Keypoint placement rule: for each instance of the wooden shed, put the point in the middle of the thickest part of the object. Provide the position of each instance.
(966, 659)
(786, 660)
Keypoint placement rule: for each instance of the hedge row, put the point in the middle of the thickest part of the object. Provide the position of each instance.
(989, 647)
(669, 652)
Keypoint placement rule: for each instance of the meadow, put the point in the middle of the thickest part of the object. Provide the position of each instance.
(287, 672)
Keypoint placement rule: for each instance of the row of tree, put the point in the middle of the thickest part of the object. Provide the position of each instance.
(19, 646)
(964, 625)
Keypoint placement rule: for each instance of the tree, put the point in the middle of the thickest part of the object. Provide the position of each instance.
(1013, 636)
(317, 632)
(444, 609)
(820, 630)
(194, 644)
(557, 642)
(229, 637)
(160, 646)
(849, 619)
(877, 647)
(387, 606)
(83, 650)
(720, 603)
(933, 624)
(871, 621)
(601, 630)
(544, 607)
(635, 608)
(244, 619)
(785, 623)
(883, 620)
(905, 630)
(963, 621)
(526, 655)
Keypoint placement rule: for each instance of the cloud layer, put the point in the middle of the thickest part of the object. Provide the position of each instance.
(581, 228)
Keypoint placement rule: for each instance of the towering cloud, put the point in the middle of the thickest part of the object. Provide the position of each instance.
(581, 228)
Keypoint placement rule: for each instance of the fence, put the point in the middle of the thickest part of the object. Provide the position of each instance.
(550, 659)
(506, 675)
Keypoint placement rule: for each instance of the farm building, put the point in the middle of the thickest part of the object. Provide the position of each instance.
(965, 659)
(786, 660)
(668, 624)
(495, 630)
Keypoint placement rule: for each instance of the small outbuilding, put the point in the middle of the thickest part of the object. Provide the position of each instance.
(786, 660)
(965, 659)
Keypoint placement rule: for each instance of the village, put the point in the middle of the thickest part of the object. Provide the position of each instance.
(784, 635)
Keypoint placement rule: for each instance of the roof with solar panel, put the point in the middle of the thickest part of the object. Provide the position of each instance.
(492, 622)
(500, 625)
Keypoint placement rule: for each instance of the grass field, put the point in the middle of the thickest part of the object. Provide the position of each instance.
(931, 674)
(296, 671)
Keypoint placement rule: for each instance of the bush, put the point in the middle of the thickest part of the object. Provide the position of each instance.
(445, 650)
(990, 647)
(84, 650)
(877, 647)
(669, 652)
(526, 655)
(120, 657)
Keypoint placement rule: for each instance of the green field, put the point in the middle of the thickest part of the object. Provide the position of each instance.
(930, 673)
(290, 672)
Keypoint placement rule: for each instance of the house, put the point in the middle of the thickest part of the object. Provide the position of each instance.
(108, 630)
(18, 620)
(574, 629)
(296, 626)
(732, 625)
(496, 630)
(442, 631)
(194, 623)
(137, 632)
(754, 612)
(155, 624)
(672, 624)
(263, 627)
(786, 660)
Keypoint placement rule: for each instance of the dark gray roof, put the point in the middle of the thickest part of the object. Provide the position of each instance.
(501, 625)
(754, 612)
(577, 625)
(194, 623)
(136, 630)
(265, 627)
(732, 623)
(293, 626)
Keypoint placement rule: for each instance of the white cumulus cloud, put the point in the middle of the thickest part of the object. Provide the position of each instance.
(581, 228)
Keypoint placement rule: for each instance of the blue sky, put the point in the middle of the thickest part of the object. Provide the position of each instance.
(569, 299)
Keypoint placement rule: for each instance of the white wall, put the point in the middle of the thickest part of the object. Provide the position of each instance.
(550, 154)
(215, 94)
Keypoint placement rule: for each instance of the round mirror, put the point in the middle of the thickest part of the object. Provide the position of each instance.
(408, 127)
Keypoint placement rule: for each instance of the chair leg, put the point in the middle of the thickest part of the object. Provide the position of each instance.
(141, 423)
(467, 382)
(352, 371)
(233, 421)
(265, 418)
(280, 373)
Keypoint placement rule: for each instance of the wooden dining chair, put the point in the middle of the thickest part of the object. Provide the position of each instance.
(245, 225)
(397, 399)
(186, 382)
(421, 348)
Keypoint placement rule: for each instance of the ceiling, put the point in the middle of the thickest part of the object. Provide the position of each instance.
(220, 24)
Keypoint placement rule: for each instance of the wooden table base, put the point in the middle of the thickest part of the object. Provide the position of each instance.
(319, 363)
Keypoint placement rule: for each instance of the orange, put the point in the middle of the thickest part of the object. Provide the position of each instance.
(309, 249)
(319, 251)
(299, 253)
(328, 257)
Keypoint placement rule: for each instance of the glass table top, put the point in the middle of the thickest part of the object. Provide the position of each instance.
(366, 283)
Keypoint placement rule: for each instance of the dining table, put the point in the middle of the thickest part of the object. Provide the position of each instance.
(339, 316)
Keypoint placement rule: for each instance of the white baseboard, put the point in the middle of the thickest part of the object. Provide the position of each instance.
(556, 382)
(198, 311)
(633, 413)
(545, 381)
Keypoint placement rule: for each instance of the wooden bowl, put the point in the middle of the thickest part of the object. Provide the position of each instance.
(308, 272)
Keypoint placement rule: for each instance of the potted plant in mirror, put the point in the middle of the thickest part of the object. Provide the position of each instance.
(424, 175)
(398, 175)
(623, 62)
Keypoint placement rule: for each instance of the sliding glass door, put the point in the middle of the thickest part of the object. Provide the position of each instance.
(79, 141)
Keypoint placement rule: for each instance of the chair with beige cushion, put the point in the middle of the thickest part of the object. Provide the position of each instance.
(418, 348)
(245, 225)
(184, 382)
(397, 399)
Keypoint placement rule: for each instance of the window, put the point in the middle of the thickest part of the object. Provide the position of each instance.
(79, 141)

* * * * * * * * *

**Task directions**: Without altering a single word, copy the listing above.

**Expected output**:
Keypoint placement rule: for each instance of the wooden shed, put the point in the middle of the thickest part of the object. Provide the position of each instance.
(966, 659)
(786, 660)
Keypoint placement rule: for each instance of the hedge row, put the point in the middle of the thickest part of the object. Provide the position of each instance.
(989, 647)
(669, 652)
Keypoint placement rule: for each instance of the meadow, put the point in the middle of the thickest part of the object. Provide the position of each instance.
(287, 672)
Keypoint placement rule: for each instance of the row of tree, put the point in the middle of the thickest part of the object. Provide the position of each instance.
(19, 646)
(964, 625)
Keypoint placement rule: for each instance of the tree, put the point in the middle of the thickest part of the object. Provide the position of each instance.
(1013, 636)
(317, 632)
(444, 609)
(820, 630)
(194, 644)
(557, 642)
(229, 637)
(160, 646)
(849, 619)
(877, 647)
(387, 606)
(83, 650)
(720, 603)
(933, 624)
(871, 621)
(601, 630)
(544, 607)
(635, 608)
(244, 619)
(785, 623)
(883, 620)
(905, 630)
(963, 621)
(526, 655)
Keypoint placement rule: for each instance of the cloud layer, put the point in the middle of the thickest part of the object. Provide the position of each instance.
(581, 228)
Keypoint placement rule: for each instance of the towering cloud, put the point in the middle of the thickest part of the object. Provide the position of each instance.
(581, 228)
Keypoint placement rule: for each instance of the fence, put the point in the middle of the thickest part of the object. Provide the position of each instance.
(550, 659)
(506, 675)
Keypoint placement rule: for each instance of the farm building, put the point in the middle of the thickest part of the object. Provide the position of each instance.
(965, 659)
(786, 660)
(668, 624)
(495, 630)
Keypoint placement rule: for each instance of the small outbuilding, put the point in the middle of the thickest part of the object. Provide the position of each instance.
(786, 660)
(965, 659)
Keypoint placement rule: for each instance of the village, put the point in the middle of the thickest part of the object. Provide the position of each instance.
(784, 635)
Keypoint placement rule: for each instance of the roof with solar panel, put the point in the middle of the thickest part of the object. Provide the position of each instance.
(492, 622)
(500, 625)
Keypoint placement rule: for each instance of the grass field, put the point in the middle of the thickest part of the object. Provide the position of each instance.
(931, 674)
(296, 671)
Keypoint placement rule: for each instance of the bush, put the point in the middle of the thickest part of the object. Provide the position of each instance.
(445, 650)
(990, 647)
(84, 650)
(877, 647)
(669, 652)
(526, 655)
(120, 657)
Keypoint placement rule: for each instance of the green field, put the point in the middle of the thickest part of the object. Provide the position of each instance.
(930, 673)
(290, 672)
Keypoint placement rule: for each instance of the house, put the point in the middle of the thickest part of the object. Provide the position of each instance.
(108, 630)
(18, 620)
(574, 629)
(296, 626)
(732, 625)
(496, 630)
(442, 631)
(194, 623)
(137, 632)
(754, 612)
(155, 624)
(672, 624)
(263, 627)
(786, 660)
Keypoint placement rule: for each instance of the dark gray roof, put the point in the middle of the thickest part of the object. Provide the position of each instance.
(501, 625)
(754, 612)
(577, 625)
(194, 623)
(136, 630)
(265, 627)
(732, 623)
(293, 626)
Keypoint placement rule: for each instance of the white cumulus cloud, put the point in the middle of the thickest part of the object. Provide the position of each instance.
(581, 228)
Keypoint placement rule: for each instance of the blue sky, put the point in the middle of the thickest part of the object. Provide the position of each instance.
(569, 299)
Keypoint placement rule: for each instance of the white wall, put the point in the middle of the thickest part of the object. Provide the position of each instance.
(550, 154)
(215, 94)
Keypoint placement rule: for each instance of the round mirror, put the point in the middle of the thickest part of the object. Provide the position of each instance.
(408, 127)
Keypoint placement rule: for each instance of the chair leg, put the point in the middle of the thickest part of the object. Provide the position of each instance.
(141, 423)
(467, 382)
(352, 371)
(233, 421)
(265, 418)
(280, 373)
Keypoint placement rule: for each instance of the wooden dining chair, put the point in the middle of the thickest part of the object. Provide the position of each instance.
(245, 225)
(397, 399)
(186, 382)
(421, 348)
Keypoint placement rule: for each instance of the ceiling, put the point in the middle of the thickest part of the object. Provide the position of each instance.
(220, 24)
Keypoint placement rule: for each instance of the wooden table base, put the point in the middle of the thickest part of the object. Provide the position of each instance.
(319, 363)
Keypoint placement rule: for each instance of the orange, put the point in the middle of the thickest part of the object. Provide the position of each instance.
(309, 249)
(319, 251)
(299, 253)
(328, 257)
Keypoint placement rule: for each instance of the glass table top, put the point in the middle of the thickest part of the object. Provide the position of each instance.
(366, 283)
Keypoint placement rule: for each instance of the dining table, put the point in the middle of the thickest part of the object. Provide the position of each instance.
(339, 316)
Keypoint placement rule: for each instance of the white baseboard, put the point in the middle of the thickest part of the object. Provide the position of each instance.
(556, 382)
(198, 311)
(633, 413)
(545, 381)
Keypoint placement rule: for each instance of the wooden bowl, put the point in the middle of the thickest part of the object. Provide the position of each instance.
(308, 272)
Keypoint placement rule: for each instance of the potted plant in mirror, put the point in the middle of the thickest part of the object. Provide the position of each instance.
(424, 175)
(398, 175)
(623, 62)
Keypoint placement rule: for each instance of the sliding glass door, put the point in the middle of the thickest part of the object. Provide the position of each instance.
(79, 141)
Keypoint placement rule: for each instance of the chair with beige cushion, put the point in the middle of the thickest part of the object. Provide the position of each instance.
(418, 348)
(245, 225)
(184, 382)
(397, 399)
Keypoint placement rule: for each instance of the window, put the point in the middle of the thickest part of the object. Provide the position of each instance.
(79, 141)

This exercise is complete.